▶ **REQUIRED TASK**
Rewrite every line of the records with "point out" swapped for "locate" and everything else left unchanged, leaving out the pictures.

▶ **Photo-based point-labeling data**
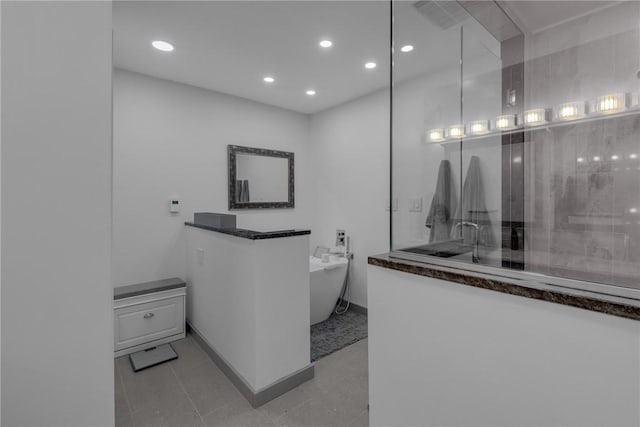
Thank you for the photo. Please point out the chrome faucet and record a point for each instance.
(474, 251)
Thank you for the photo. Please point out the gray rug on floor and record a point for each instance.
(337, 332)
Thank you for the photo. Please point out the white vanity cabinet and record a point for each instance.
(148, 314)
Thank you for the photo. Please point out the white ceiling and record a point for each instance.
(229, 46)
(538, 15)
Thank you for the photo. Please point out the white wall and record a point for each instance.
(442, 353)
(251, 310)
(350, 150)
(171, 139)
(57, 318)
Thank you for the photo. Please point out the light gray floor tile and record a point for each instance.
(208, 387)
(154, 417)
(189, 354)
(153, 388)
(238, 414)
(362, 420)
(293, 398)
(192, 391)
(325, 411)
(123, 413)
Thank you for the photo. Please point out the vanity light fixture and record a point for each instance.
(506, 122)
(535, 117)
(570, 110)
(456, 131)
(478, 127)
(436, 135)
(611, 103)
(162, 45)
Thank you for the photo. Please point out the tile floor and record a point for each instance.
(192, 391)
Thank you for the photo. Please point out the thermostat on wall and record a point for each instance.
(174, 205)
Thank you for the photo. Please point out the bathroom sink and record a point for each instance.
(446, 249)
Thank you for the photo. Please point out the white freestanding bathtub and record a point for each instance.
(326, 283)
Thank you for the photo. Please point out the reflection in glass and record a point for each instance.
(542, 159)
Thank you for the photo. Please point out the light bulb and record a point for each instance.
(570, 110)
(162, 45)
(506, 122)
(436, 135)
(537, 116)
(611, 103)
(478, 127)
(456, 131)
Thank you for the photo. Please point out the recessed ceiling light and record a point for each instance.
(162, 45)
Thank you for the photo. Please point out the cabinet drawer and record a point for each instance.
(141, 323)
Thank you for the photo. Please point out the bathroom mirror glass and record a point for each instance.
(260, 178)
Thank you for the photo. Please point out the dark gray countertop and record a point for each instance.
(580, 299)
(147, 288)
(250, 234)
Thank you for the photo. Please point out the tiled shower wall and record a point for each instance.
(582, 191)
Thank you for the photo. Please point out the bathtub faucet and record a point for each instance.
(474, 249)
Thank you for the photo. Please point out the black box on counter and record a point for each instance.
(215, 220)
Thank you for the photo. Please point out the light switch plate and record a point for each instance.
(415, 204)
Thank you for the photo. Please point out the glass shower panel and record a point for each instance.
(479, 218)
(516, 138)
(426, 108)
(583, 171)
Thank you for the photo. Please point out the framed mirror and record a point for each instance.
(260, 178)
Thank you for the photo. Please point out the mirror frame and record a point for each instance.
(232, 151)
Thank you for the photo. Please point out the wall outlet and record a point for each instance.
(393, 205)
(415, 204)
(174, 205)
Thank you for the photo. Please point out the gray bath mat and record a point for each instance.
(338, 331)
(152, 356)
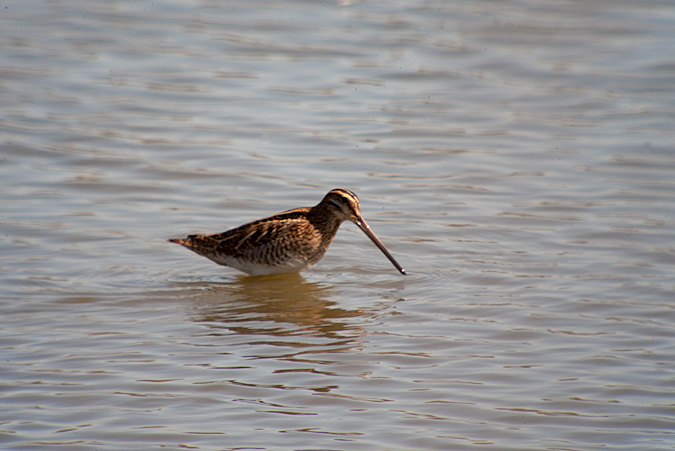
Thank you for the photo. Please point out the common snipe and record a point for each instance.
(287, 242)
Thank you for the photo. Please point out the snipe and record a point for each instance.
(287, 242)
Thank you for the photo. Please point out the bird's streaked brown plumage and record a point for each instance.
(287, 242)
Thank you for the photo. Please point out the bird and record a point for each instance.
(285, 243)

▶ **EXPECTED ANSWER**
Thank you for the photo. Please locate the chrome faucet and record a point for each instance.
(474, 251)
Thank you for the photo. Please locate the gray rug on floor and record a point for each instance.
(337, 332)
Thank you for the photo. Please locate the white vanity cabinet and record a point for each instance.
(148, 314)
Thank you for the photo. Please locate the white ceiling and record a point for each instance.
(229, 46)
(538, 15)
Thank you for the photo. Please locate the white wall and record a point for each instance.
(442, 353)
(251, 310)
(350, 150)
(171, 139)
(57, 318)
Thank you for the photo. Please locate the light gray floor tile and record a point for each instance.
(208, 387)
(154, 417)
(189, 354)
(153, 388)
(238, 414)
(362, 420)
(293, 398)
(192, 391)
(325, 411)
(123, 413)
Thank you for the photo. Please locate the vanity light fixture and record a point for each instance.
(506, 122)
(535, 117)
(570, 110)
(456, 131)
(478, 127)
(436, 135)
(611, 103)
(162, 45)
Thank you for the photo. Please locate the tile floor and record a point for each instance.
(192, 391)
Thank you for the photo. Please locate the thermostat on wall and record a point for each instance.
(174, 205)
Thank you for the photo. Please locate the bathroom sink and record a point for each instance.
(446, 249)
Thank you for the photo. Please locate the white freestanding bathtub and record a point for each instance.
(326, 283)
Thank you for the photo. Please locate the reflection in glass and record a point for each instance.
(542, 159)
Thank you for the photo. Please locate the light bulb and record a point for each instance.
(570, 110)
(162, 45)
(506, 122)
(436, 135)
(537, 116)
(611, 103)
(478, 127)
(456, 131)
Thank you for the photo. Please locate the recessed ceiling light and record a point for each instance.
(162, 45)
Thank you for the photo. Please locate the cabinet drawer and record a point for each instance.
(141, 323)
Thank you for the photo. Please locate the bathroom mirror glass and record a point for each instance.
(260, 178)
Thank you for the photo. Please locate the dark gray countertop and record a point for each instance.
(580, 299)
(147, 288)
(250, 234)
Thank you for the photo. Please locate the tiled shower wall and record a point for each instance.
(582, 191)
Thank you for the photo. Please locate the bathtub faucet and record a point for each instance.
(474, 249)
Thank you for the photo. Please locate the black box on counter and record a point for each instance.
(215, 220)
Thank you for the photo. Please locate the light switch plate and record a point for each instance.
(415, 204)
Thank you for the photo. Please locate the glass shower panel and record a point for each instance.
(479, 218)
(516, 138)
(426, 108)
(583, 171)
Thank you for the photo. Please locate the framed mirror and record a point for each instance.
(260, 178)
Thank you for the photo. Please locate the mirror frame and record a point for each instance.
(232, 151)
Thank you for the photo. Please locate the wall outlet and record a point for each instance.
(393, 205)
(415, 204)
(174, 205)
Thank you for the photo. Please locate the gray bath mat and record a point for each instance.
(338, 331)
(152, 356)
Thank you for the photo. Please locate the common snipe and record a point for each instance.
(287, 242)
Thank you for the photo. Please locate the snipe and record a point for each instance.
(287, 242)
Thank you for the photo. Please locate the bird's streaked brown plumage and record a point for each instance.
(287, 242)
Thank you for the photo. Please locate the bird and record a point for each instance.
(285, 243)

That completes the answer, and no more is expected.